(Exercise goal):
Scan the entries below for lines holding "instance". Give the number of such lines alone.

(Data shown):
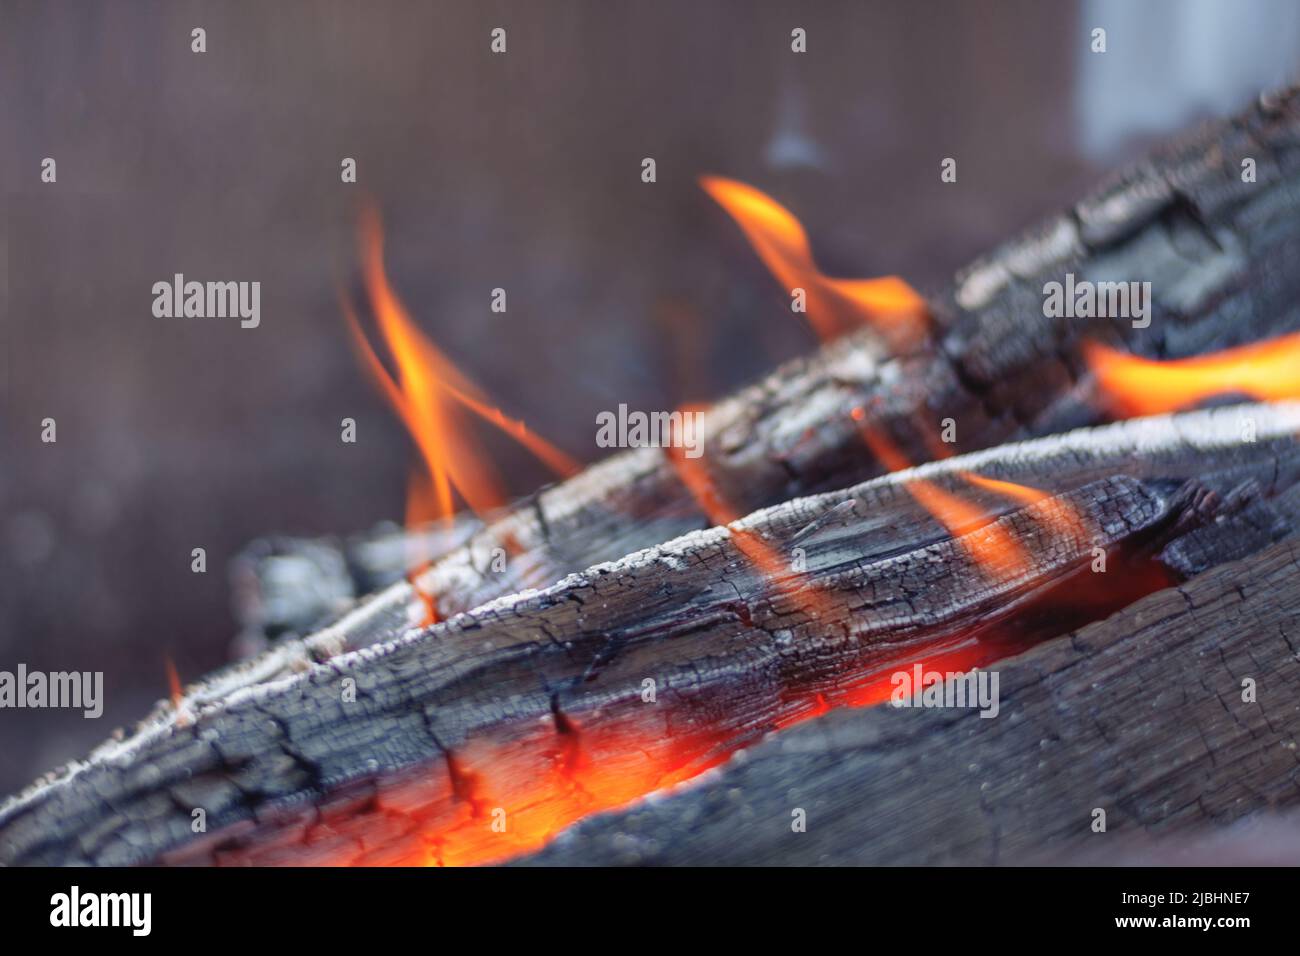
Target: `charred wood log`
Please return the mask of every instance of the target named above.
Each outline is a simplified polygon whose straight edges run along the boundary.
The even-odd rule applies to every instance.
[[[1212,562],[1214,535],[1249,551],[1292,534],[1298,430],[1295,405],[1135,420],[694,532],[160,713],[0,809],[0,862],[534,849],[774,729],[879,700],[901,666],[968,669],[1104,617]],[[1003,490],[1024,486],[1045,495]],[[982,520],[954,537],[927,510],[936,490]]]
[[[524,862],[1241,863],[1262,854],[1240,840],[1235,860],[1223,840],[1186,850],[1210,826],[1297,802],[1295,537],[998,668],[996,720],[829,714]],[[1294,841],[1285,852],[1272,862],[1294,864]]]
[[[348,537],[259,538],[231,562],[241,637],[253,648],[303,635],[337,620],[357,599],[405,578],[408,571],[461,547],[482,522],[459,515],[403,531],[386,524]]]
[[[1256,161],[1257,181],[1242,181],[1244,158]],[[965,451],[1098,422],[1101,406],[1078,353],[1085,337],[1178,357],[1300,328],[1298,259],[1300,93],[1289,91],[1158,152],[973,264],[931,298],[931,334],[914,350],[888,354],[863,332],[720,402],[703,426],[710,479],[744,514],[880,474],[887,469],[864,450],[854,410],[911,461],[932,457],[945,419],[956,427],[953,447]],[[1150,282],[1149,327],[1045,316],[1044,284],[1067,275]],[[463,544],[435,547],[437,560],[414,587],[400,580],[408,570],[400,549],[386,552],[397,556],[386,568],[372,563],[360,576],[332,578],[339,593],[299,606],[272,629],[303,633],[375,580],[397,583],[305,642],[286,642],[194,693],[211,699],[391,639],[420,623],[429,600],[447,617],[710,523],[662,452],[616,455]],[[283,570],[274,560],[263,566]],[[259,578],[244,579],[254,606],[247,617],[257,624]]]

(Response for this exercise):
2